Rediscovery of ancient treatments
Similar to the situation in malaria therapy, where successful treatments based on ancient recipes have been found,
there has already been some success in finding and testing ancient
drugs and other treatments that are effective against AMR bacteria.
Rapid diagnostics
Distinguishing infections requiring antibiotics from self-limiting
ones is clinically challenging. In order to guide appropriate use of
antibiotics and prevent the evolution and spread of antimicrobial
resistance, diagnostic tests that provide clinicians with timely,
actionable results are needed.
Acute febrile illness is a common reason for seeking medical care
worldwide and a major cause of morbidity and mortality. In areas with
decreasing malaria incidence, many febrile patients are inappropriately
treated for malaria, and in the absence of a simple diagnostic test to
identify alternative causes of fever, clinicians presume that a
non-malarial febrile illness is most likely a bacterial infection,
leading to inappropriate use of antibiotics. Multiple studies have shown
that the use of malaria rapid diagnostic tests without reliable tools
to distinguish other fever causes has resulted in increased antibiotic
use.
Antimicrobial susceptibility testing (AST) can help practitioners avoid prescribing unnecessary antibiotics in the style of precision medicine, and help them prescribe effective antibiotics, but with the traditional approach it could take 12 to 48 hours. Rapid testing, possible from molecular diagnostics innovations, is defined as "being feasible within an 8-h working shift". Progress has been slow due to a range of reasons including cost and regulation.
Optical techniques such as phase contrast microscopy in
combination with single-cell analysis are another powerful method to
monitor bacterial growth. In 2017, scientists from Sweden published a
method that applies principles of microfluidics
and cell tracking, to monitor bacterial response to antibiotics in less
than 30 minutes overall manipulation time. Recently, this platform has
been advanced by coupling microfluidic chip with optical tweezing in order to isolate bacteria with altered phenotype directly from the analytical matrix.

§ Required tasks
[a] In the passage on antibiotic resistance, how long can antimicrobial susceptibility testing take with the traditional approach?
[b] Reproduce verbatim the part of the passage on antibiotic resistance from "Rapid diagnostics" up to and including "results are needed.".
The items play no part in this.

Dataset entries:
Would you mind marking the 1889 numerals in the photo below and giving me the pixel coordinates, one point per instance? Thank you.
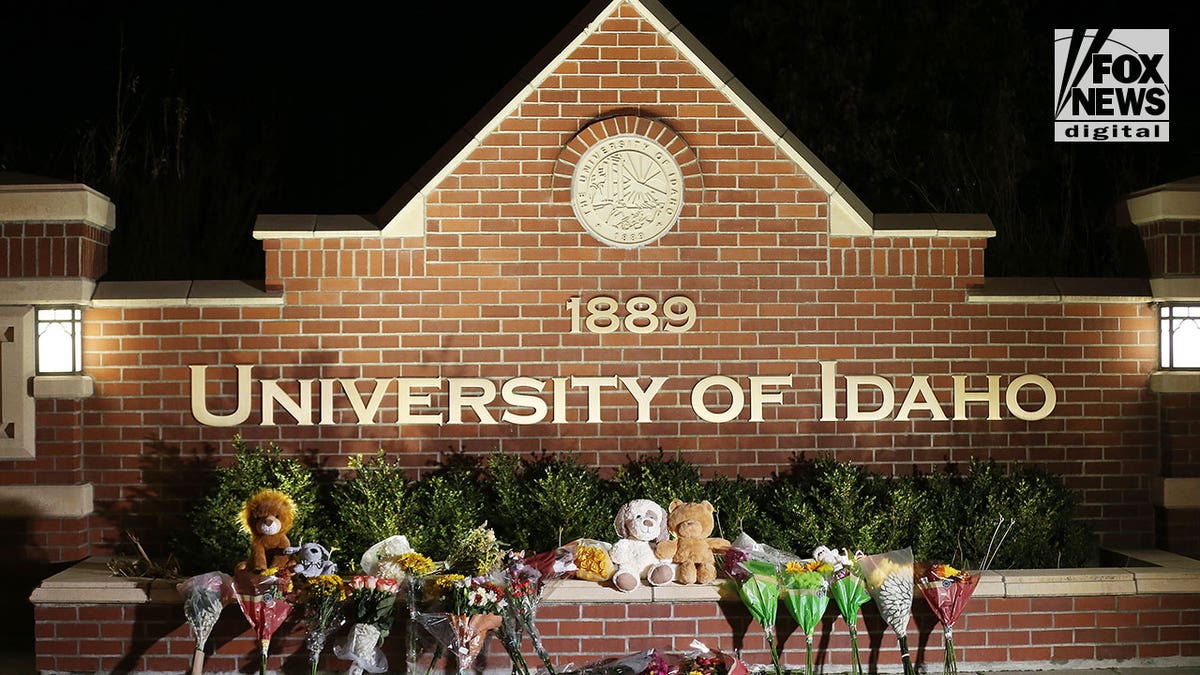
(642, 315)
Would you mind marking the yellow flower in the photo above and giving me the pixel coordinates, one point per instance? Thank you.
(415, 563)
(448, 580)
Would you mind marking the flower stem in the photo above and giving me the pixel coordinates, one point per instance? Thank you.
(904, 656)
(808, 653)
(951, 667)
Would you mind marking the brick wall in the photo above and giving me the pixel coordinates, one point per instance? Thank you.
(991, 632)
(53, 249)
(1173, 248)
(484, 292)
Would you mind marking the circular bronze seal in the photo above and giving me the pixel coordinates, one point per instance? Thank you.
(627, 190)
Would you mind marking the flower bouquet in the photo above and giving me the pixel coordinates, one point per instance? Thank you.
(475, 605)
(760, 592)
(947, 591)
(370, 607)
(409, 568)
(204, 598)
(262, 599)
(807, 596)
(321, 597)
(889, 581)
(849, 591)
(523, 592)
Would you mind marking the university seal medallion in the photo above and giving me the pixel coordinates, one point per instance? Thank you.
(627, 190)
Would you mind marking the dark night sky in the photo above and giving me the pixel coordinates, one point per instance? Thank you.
(349, 101)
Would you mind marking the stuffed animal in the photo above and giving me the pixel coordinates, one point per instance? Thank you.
(267, 518)
(640, 524)
(691, 550)
(312, 560)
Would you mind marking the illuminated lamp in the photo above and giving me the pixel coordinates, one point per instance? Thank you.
(1179, 336)
(59, 340)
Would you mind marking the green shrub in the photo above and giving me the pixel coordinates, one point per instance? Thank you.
(450, 503)
(658, 478)
(216, 541)
(550, 500)
(737, 505)
(376, 502)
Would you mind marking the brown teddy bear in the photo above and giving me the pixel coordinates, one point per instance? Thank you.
(268, 517)
(691, 550)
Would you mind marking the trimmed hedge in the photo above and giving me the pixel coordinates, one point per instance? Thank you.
(538, 502)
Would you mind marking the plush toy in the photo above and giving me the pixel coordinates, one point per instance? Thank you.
(640, 524)
(267, 518)
(312, 560)
(691, 550)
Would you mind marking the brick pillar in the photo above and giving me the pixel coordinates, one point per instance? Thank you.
(53, 248)
(1168, 217)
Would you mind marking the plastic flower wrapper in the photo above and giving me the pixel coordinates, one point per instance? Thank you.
(947, 591)
(409, 568)
(522, 590)
(321, 597)
(389, 548)
(475, 605)
(262, 599)
(370, 608)
(760, 592)
(807, 596)
(849, 591)
(648, 662)
(889, 581)
(204, 598)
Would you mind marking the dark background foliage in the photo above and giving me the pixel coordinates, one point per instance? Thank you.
(537, 503)
(197, 117)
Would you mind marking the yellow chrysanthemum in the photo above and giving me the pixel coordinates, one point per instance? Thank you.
(415, 563)
(448, 580)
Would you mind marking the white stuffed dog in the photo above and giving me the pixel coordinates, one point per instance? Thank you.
(640, 524)
(312, 560)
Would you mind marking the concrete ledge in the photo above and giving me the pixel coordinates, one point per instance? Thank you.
(90, 583)
(46, 501)
(1176, 493)
(304, 226)
(66, 202)
(183, 293)
(1061, 290)
(1174, 201)
(46, 291)
(1175, 381)
(64, 387)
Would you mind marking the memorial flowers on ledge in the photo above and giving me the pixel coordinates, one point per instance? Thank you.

§ Expected outputs
[a] It can take 12 to 48 hours.

[b]
Rapid diagnostics
Distinguishing infections requiring antibiotics from self-limiting
ones is clinically challenging. In order to guide appropriate use of
antibiotics and prevent the evolution and spread of antimicrobial
resistance, diagnostic tests that provide clinicians with timely,
actionable results are needed.